» PROMPT
Return every line of the rows below that contains the string "rule".

Contour labeling items:
[START]
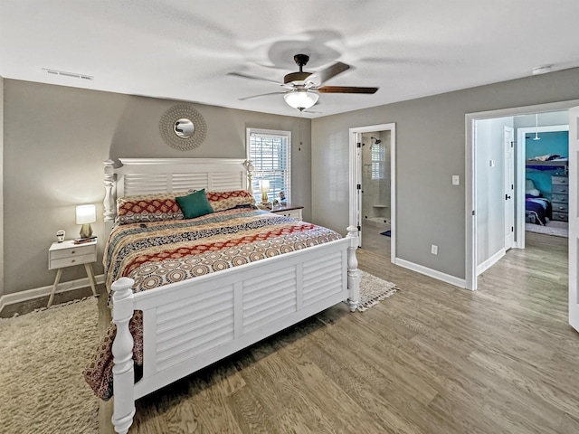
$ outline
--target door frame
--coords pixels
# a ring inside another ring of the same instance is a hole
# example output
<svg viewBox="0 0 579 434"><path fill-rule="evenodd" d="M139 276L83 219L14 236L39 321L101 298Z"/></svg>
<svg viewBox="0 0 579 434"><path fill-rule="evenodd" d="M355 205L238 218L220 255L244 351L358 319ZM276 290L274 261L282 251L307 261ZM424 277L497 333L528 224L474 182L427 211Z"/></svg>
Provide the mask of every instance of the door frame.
[END]
» RESPONSE
<svg viewBox="0 0 579 434"><path fill-rule="evenodd" d="M139 276L83 219L14 236L39 321L101 298Z"/></svg>
<svg viewBox="0 0 579 434"><path fill-rule="evenodd" d="M355 205L238 218L220 255L244 351L358 319ZM276 290L274 261L282 251L307 261ZM424 277L497 333L528 224L474 182L427 211Z"/></svg>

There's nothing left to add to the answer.